▼

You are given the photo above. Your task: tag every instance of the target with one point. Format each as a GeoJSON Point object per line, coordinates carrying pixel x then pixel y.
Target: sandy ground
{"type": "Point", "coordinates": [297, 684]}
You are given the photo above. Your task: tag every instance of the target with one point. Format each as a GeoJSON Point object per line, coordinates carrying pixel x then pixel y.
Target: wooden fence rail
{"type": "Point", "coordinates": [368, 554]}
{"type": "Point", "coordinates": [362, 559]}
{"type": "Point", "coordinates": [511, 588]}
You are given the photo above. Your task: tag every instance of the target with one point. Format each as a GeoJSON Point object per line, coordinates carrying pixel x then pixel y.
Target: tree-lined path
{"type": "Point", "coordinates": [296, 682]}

▲

## The problem
Only the lines from the line with "Target: sandy ground" to the final line of the entries are to be returned, each exactly as written, both ends included.

## Answer below
Target: sandy ground
{"type": "Point", "coordinates": [297, 684]}
You are given the photo above. Your task: tag every instance of the target with one point. Format each as a GeoJSON Point object per line, coordinates carrying pixel x then pixel y.
Target: wooden fence rail
{"type": "Point", "coordinates": [368, 554]}
{"type": "Point", "coordinates": [362, 559]}
{"type": "Point", "coordinates": [511, 588]}
You are given the photo above. Your task: tag every instance of the target with one point. Format each as a GeoJSON Point object per line, coordinates carrying pixel x then pixel y.
Target: tree-lined path
{"type": "Point", "coordinates": [296, 682]}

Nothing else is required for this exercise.